Step Three: Apply Cuticle Oil.

I highly recommend CND's Solar Oil as a top quality cuticle oil.  This stuff is like liquid gold for your nails and should be applied daily, right over polish or enhancements, to strengthen and condition your nails and surrounding skin.  Daily oil is really the key to beautiful, healthy nails and skin!

 

If you can't get your hands on Solar Oil, other oils are available at Sally's or your local make-up counter, and will work, though not as good.

 

Apply the oil to the base of your nail, being sure to cover the eponychium.  Massage it into your nails and surrounding skin, and then let it sit for a minute before moving onto the next step.

 

Step Four: Clean the Nail Plate

The last step is to clean and dehydrate the nail.  I know you just put oil on there, and it seems silly to take it back off, but the oil should have penetrated down into the nail by now, and we're just taking off the little bit that's left on top so that the polish has a nice clean surface to stick to.

◆ What to do:
a) Write out the stretch of the nail care text from "Apply the oil" through "to stick to.", word for word.
b) Identify every line in the records below that contains the string "drink", treating case as significant.

◆ Working data:
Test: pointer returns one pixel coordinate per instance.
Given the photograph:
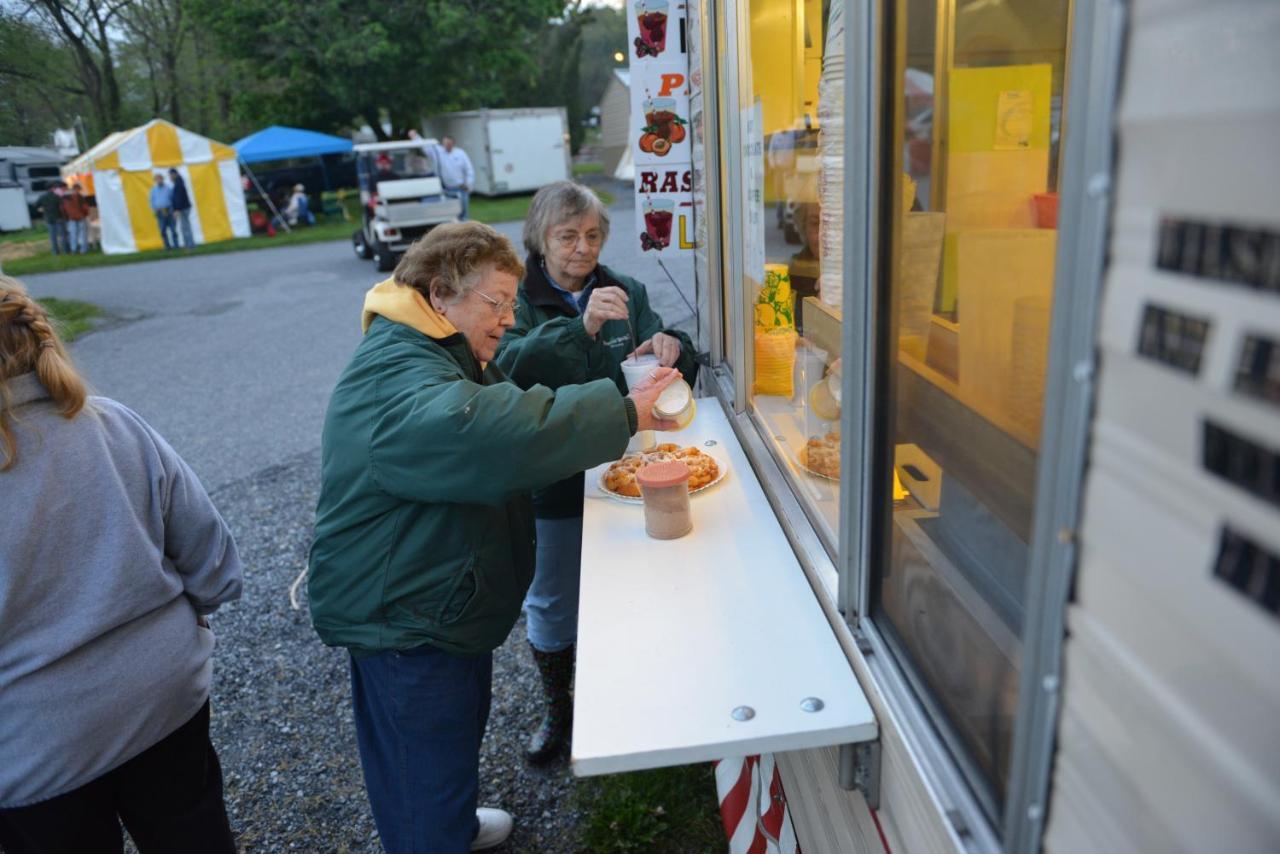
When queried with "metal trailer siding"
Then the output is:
(502, 167)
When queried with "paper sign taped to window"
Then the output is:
(1014, 120)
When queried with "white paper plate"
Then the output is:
(801, 456)
(721, 462)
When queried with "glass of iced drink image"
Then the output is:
(652, 17)
(658, 214)
(659, 117)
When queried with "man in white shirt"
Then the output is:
(457, 174)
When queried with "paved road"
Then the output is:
(232, 356)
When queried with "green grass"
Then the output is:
(502, 209)
(24, 236)
(36, 256)
(72, 318)
(667, 811)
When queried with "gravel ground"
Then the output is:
(282, 700)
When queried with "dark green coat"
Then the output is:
(424, 529)
(549, 346)
(51, 206)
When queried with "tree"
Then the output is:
(604, 35)
(325, 63)
(158, 28)
(85, 27)
(39, 87)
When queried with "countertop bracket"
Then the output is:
(860, 768)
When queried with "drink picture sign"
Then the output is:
(661, 133)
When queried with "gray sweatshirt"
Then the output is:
(109, 551)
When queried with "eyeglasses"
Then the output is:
(498, 306)
(568, 240)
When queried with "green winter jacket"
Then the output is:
(424, 528)
(549, 346)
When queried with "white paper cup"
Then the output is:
(636, 370)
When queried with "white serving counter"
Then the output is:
(676, 635)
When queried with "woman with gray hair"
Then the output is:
(576, 322)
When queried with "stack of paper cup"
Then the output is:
(635, 370)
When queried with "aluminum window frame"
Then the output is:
(1096, 46)
(1097, 33)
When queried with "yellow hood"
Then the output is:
(405, 305)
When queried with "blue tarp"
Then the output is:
(280, 144)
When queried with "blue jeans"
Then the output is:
(77, 236)
(58, 236)
(168, 233)
(420, 717)
(551, 604)
(183, 218)
(461, 195)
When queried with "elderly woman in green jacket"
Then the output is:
(424, 543)
(576, 320)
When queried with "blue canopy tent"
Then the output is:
(279, 142)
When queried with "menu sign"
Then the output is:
(661, 133)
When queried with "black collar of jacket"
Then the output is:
(540, 292)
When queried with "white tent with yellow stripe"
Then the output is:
(119, 172)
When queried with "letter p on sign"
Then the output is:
(670, 82)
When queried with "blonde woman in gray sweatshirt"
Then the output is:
(110, 557)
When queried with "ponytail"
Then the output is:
(28, 343)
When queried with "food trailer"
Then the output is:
(991, 301)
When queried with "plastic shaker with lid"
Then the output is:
(664, 488)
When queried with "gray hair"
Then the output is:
(560, 202)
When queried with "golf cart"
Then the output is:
(401, 199)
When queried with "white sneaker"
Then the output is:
(494, 827)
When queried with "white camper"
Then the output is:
(513, 151)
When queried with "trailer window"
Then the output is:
(970, 201)
(790, 115)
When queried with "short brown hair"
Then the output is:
(451, 257)
(30, 343)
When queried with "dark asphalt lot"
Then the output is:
(232, 359)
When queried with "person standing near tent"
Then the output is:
(457, 174)
(51, 209)
(182, 209)
(76, 211)
(161, 202)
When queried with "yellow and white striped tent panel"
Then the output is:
(123, 167)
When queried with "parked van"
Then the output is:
(35, 169)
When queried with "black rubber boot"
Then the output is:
(553, 733)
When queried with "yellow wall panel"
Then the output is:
(1004, 103)
(206, 187)
(137, 199)
(165, 149)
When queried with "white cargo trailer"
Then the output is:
(513, 151)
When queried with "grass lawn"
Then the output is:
(72, 318)
(26, 252)
(666, 811)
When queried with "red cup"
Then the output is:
(1046, 210)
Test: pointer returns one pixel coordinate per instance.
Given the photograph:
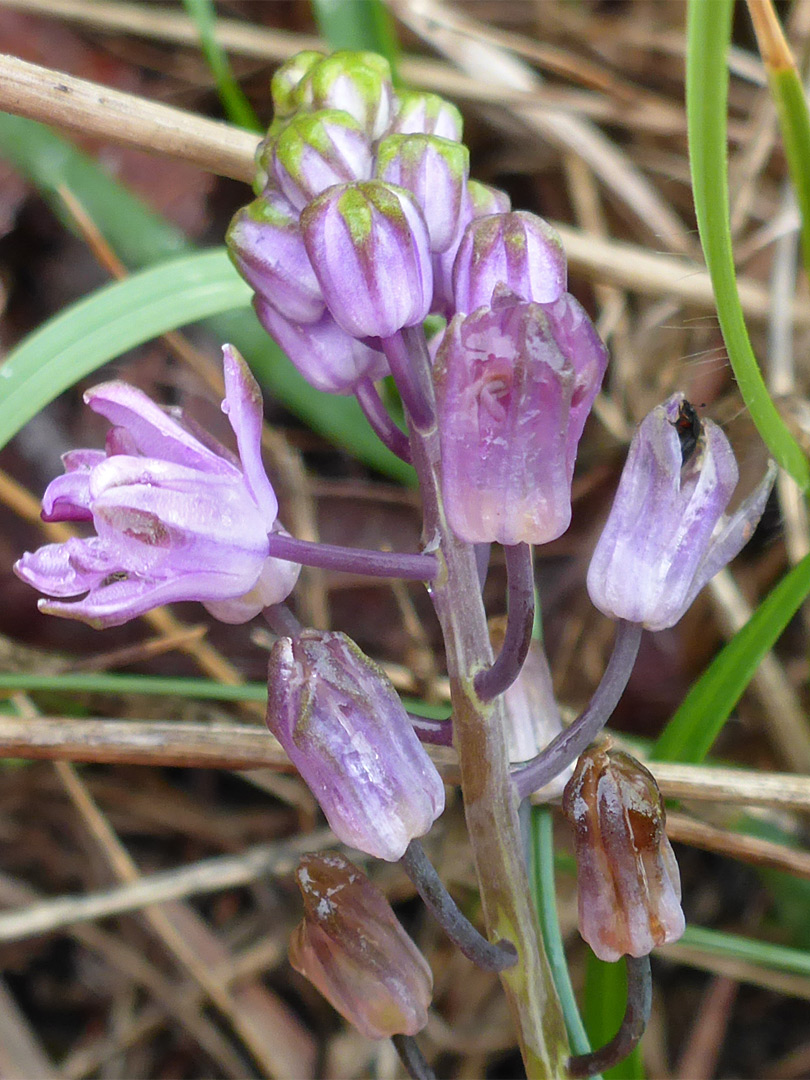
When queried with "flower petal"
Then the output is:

◆ Responses for each task:
a)
Apply the oil to the base of your nail, being sure to cover the eponychium.  Massage it into your nails and surrounding skin, and then let it sit for a minute before moving onto the next step.

 

Step Four: Clean the Nail Plate

The last step is to clean and dehydrate the nail.  I know you just put oil on there, and it seems silly to take it back off, but the oil should have penetrated down into the nail by now, and we're just taking off the little bit that's left on top so that the polish has a nice clean surface to stick to.

b)
When queried with "glass of iced drink image"
When queried with "drink picture sign"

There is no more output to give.